▶ **Excerpted text**
○ ○ ○ ○ ○

Thiamine or vitamin B1 is an important member of the B vitamin complex or B vitamin group. Thiamine or vitamin B1 supports the activity of the nervous system, particularly the learning process. During prolonged learning sessions or stressful periods of time, our brain makes use of significant amounts of thiamine which means our demands of the nutrient may increase significantly. Very often, the medical community recommends taking vitamin B1 supplements in order to fulfill the growing demands our brain issues during periods of intense activity.
In addition to this, vitamin B1 helps convert carbohydrates and proteins from the foods we eat into energy which our body uses in order to sustain a myriad of essential processes. Vitamin B1 is fuel for the human body. Children require an adequate intake of vitamin B1 to support both physical development and cognitive performance. Sportsmen, athletes and very active people get their great muscle tone from a rich vitamin B1 diet. Stomach muscles and intestinal walls are the first to benefit from a good vitamin B1 intake.
Our brain, muscles, eyes and cardiovascular system also find support in a good vitamin B1 supplementation. Basically, if you want to think straight, learn faster, move better, be more active and feel like you are invincible, you need to get your thiamine. A well-thought diet, varied, balanced, containing sufficient food sources of vitamin B1 can meet one’s daily requirements of the nutrient, but when demands increase for various reasons, supplementation is recommended to prevent a deficiency.

○ ○ ○ ○ ○

▶ **Entries shown**
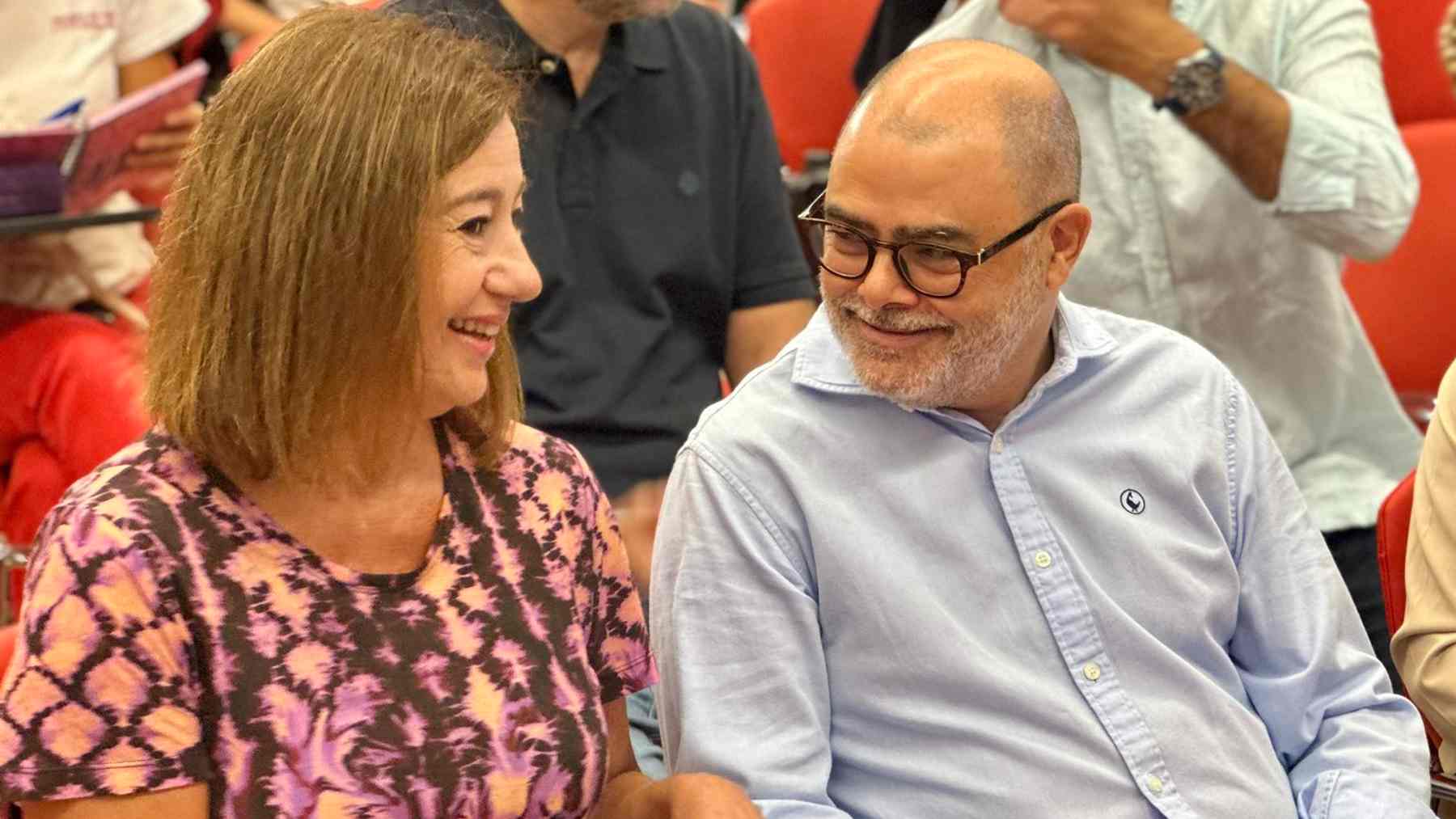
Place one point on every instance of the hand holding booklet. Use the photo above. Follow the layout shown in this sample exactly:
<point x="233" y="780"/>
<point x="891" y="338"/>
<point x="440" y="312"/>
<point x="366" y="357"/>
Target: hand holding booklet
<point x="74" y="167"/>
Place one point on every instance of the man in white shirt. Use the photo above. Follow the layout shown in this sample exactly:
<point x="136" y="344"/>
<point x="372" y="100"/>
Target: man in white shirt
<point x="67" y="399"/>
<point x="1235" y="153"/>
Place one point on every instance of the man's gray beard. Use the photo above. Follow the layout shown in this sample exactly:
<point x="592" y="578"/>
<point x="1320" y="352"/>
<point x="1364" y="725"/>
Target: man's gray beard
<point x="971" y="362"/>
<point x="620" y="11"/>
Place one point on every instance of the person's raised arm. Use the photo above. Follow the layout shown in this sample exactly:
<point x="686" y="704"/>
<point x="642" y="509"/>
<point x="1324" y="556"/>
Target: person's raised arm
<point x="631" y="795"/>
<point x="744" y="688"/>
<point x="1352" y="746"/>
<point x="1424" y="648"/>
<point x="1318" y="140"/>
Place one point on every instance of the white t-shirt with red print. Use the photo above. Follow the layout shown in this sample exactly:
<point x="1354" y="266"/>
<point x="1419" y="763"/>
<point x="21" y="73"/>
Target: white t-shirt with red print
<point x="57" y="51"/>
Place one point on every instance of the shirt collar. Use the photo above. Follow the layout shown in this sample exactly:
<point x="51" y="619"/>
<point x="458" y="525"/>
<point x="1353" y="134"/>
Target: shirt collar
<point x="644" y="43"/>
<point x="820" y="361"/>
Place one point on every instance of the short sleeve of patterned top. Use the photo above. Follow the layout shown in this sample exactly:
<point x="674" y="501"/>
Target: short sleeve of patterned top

○ ○ ○ ○ ○

▶ **Exercises to complete**
1. Using the thiamine text above, answer each question briefly.
(a) Which process of the nervous system does thiamine particularly support?
(b) Into what does vitamin B1 help convert carbohydrates and proteins from food?
(c) Which parts of the body are the first to benefit from a good vitamin B1 intake?
2. For each statement, say whether it agrees with the thiamine text above. Support each answer by quoting the deciding words of the text.
(a) A varied, balanced diet with enough food sources of vitamin B1 can meet daily requirements of the nutrient.
(b) Children need vitamin B1 only to support physical development.
(c) The brain uses less thiamine during stressful periods.

▶ **Written answers**
1.
(a) The learning process.
(b) Energy.
(c) Stomach muscles and intestinal walls.

2.
(a) Yes: "A well-thought diet, varied, balanced, containing sufficient food sources of vitamin B1 can meet one’s daily requirements of the nutrient"
(b) No: "Children require an adequate intake of vitamin B1 to support both physical development and cognitive performance."
(c) No: "During prolonged learning sessions or stressful periods of time, our brain makes use of significant amounts of thiamine"